● TEXTAUSSCHNITT
* * * * * * *
Senioren werden Kita-Naturbotschafter in Schleswig-Holstein und zeigen Kindern die Natur.

In Schleswig-Holstein starten jetzt Seniorinnen und Senioren ein neues Ehrenamt, das Naturerfahrung mit generationsübergreifender Bildung verbindet: In den Regionen Lübeck, Plön, Neumünster und Bad Segeberg können ältere Menschen sich zu sogenannten Kita-Naturbotschafterinnen und -botschaftern ausbilden lassen. Ziel ist es, Kinder in Kitas für Natur, Umwelt und Nachhaltigkeit zu begeistern – und zugleich die Erfahrung und Weisheit der Älteren ins pädagogische Geschehen einzubringen. Ein Modell, das Brücken zwischen Generationen baut und Antworten auf gleich mehrere gesellschaftliche Herausforderungen gibt.

Von der Rente in die Naturvermittlung

Die Initiative, die seit Anfang 2025 in den vier Kreisen und Städten läuft, wurde vom Netzwerk „Natur in Kitas Schleswig-Holstein“ initiiert, einem Zusammenschluss aus Umweltverbänden, Kommunen und Bildungseinrichtungen. Koordiniert wird das Projekt durch den Landesverband Naturschutz Schleswig-Holstein (LKN SH), der die Erwachsenenbildung im Umweltbereich lange vorantreibt. Unterstützt wird es außerdem vom Ministerium für Soziales, Gesundheit, Jugend, Familie und Senioren des Landes Schleswig-Holstein.

„Die Idee entstand aus der Beobachtung, dass viele Seniorinnen und Senioren ihre Zeit nach dem Berufsleben sinnvoll nutzen wollen, aber häufig nicht wissen, wie sie ihre Zeit mit gesellschaftlichem Mehrwert füllen können“, erklärt Dr. Anne Petersen, Projektleiterin beim LKN SH. „Zugleich gibt es in Kitas großen Bedarf an Fachwissen und persönlicher Begleitung bei Naturprojekten. Die Kita-Naturbotschafter verknüpfen diese Bedürfnisse auf ganz natürliche Weise.“

Externes Video bei der ARD: https://www.ardmediathek.de/video/morgenmagazin/ehrenamt-kita-naturbotschafter/das-erste/Y3JpZDovL2Rhc2Vyc3RlLmRlL21vcmdlbm1hZ2F6aW4vYjA5MGRjMjQtMWFlNS00YzNjLTkxMTQtNjFkMjY0OWY4ZGY3

Warum Seniorinnen und Senioren?
* * * * * * *
● GELIEFERTE EINTRÄGE

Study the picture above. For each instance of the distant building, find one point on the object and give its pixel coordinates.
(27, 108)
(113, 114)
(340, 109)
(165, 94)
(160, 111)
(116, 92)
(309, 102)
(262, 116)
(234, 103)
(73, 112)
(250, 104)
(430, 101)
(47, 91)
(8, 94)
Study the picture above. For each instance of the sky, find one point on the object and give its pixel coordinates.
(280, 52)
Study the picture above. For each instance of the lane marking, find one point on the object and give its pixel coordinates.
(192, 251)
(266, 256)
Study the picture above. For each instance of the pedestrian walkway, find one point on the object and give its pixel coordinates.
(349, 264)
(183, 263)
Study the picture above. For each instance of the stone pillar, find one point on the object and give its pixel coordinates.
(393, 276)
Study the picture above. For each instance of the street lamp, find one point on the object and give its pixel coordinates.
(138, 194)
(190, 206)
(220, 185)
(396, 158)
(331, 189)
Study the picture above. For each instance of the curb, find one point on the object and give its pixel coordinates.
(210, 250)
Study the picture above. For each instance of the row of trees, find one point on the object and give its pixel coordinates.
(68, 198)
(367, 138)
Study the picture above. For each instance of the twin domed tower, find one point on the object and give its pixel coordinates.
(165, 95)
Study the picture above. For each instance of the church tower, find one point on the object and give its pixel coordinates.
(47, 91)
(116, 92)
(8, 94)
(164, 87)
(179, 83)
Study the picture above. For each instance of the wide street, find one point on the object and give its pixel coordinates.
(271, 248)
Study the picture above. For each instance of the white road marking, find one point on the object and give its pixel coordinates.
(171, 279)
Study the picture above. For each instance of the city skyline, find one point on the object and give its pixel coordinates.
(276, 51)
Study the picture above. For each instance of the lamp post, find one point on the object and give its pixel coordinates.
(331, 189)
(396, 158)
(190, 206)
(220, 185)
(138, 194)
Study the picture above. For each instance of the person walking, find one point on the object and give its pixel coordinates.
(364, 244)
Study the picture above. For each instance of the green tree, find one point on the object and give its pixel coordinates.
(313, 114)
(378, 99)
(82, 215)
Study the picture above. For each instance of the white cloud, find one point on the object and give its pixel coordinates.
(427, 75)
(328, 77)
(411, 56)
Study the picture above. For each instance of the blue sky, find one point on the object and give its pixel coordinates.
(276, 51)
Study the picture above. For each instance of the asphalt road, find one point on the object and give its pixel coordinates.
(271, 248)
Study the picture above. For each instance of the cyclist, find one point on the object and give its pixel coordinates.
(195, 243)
* * * * * * *
● GESTELLTE AUFGABEN
a - Beantworte zum Text über die Kita-Naturbotschafter jeweils kurz:
(i) In welchen Regionen können sich ältere Menschen zu Kita-Naturbotschaftern ausbilden lassen?
(ii) Von wem wird das Projekt koordiniert?
(iii) Welche Funktion hat Dr. Anne Petersen?
b - Setze den Text über die Kita-Naturbotschafter im Anschluss an die Zwischenüberschrift „Warum Seniorinnen und Senioren?“ fort.
Die Einträge stehen in keinem Zusammenhang mit dem Text über die Kita-Naturbotschafter.

● ANTWORTEN DER REIHE NACH
a -
(i) In Lübeck, Plön, Neumünster und Bad Segeberg.
(ii) Vom Landesverband Naturschutz Schleswig-Holstein (LKN SH).
(iii) Sie ist Projektleiterin beim LKN SH.

b -
Senioren verfügen häufig über umfangreiche Lebens- und Berufserfahrung, Zeit und die Motivation, sich sozial zu engagieren. Gerade in ländlichen Regionen Schleswig-Holsteins, wo es oft an pädagogischem Personal mit speziellem Umweltwissen mangelt, können Ältere eine wichtige Lücke füllen. Außerdem fördert der regelmäßige Kontakt mit Kindern die soziale Teilhabe der Seniorinnen und Senioren und wirkt Vereinsamung entgegen – ein wachsendes Problem im demografischen Wandel.

Diese Doppelrolle – Brückenbauer und Wissensvermittler – macht das Konzept so wertvoll. „Unsere Kita-Naturbotschafter sind keine Ersatzlehrkräfte, sondern freundliche Begleiter, die mit den Kindern nach draußen gehen, kleine Experimente machen und Geschichten erzählen“, so Petersen. Die pädagogischen Fachkräfte der Kitas bleiben selbstverständlich die Verantwortlichen.

Ausbildung und Inhalte: Naturpädagogik für Einsteiger

Bevor die Senioren in den Kitas aktiv werden, erhalten sie eine gezielte Ausbildung. In einem modularen Kursprogramm lernen sie kindgerechte Methoden der Naturvermittlung, Grundlagen der Pflanzen- und Tierwelt der Region sowie didaktische Fähigkeiten. Die Weiterbildung umfasst praktische Einheiten, etwa zum Bau von Insektenhotels, zum Bestimmen von Vogelstimmen und zu Umweltprojekten, die in der Kita umgesetzt werden können.

„Die Ausbildung dauert etwa 40 Stunden und wird als ehrenamtliche Weiterbildung mit Teilnahmebestätigung angeboten“, erläutert Dr. Petersen. „Wir legen großen Wert darauf, dass sich die Seniorinnen und Senioren in ihrem Tempo weiterbilden können und nicht überfordert sind.“ Die Kurse finden in kleinen Gruppen statt, oft in Kooperation mit Volkshochschulen und Umweltzentren.

Erste Erfolge und Rückmeldungen

Bereits seit 2023 liefen Pilotprojekte in einzelnen Kitas in Lübeck und Umgebung. Die Resonanz ist durchweg positiv: „Die Kinder lieben die Ausflüge mit den Kita-Naturbotschaftern“, berichtet Kita-Leiterin Sabine Müller aus Lübeck. „Es sind keine normalen Ausflüge, sondern kleine Abenteuer, bei denen sie die Natur mit allen Sinnen erleben.“ Für die Seniorinnen und Senioren sei es „ein Geschenk, die Freude der Kinder zu sehen und das Wissen weitergeben zu können“.

Der 72-jährige Klaus Hansen, einer der ersten zertifizierten Kita-Naturbotschafter, erzählt: „Ich habe früher als Gärtner gearbeitet und fühle mich hier richtig wertgeschätzt. Die Kinder stellen so viele Fragen – das hält auch meinen Geist fit.“ Ähnliche Erfahrungen machen viele der rund 60 bisherigen Teilnehmer aus den Pilotregionen.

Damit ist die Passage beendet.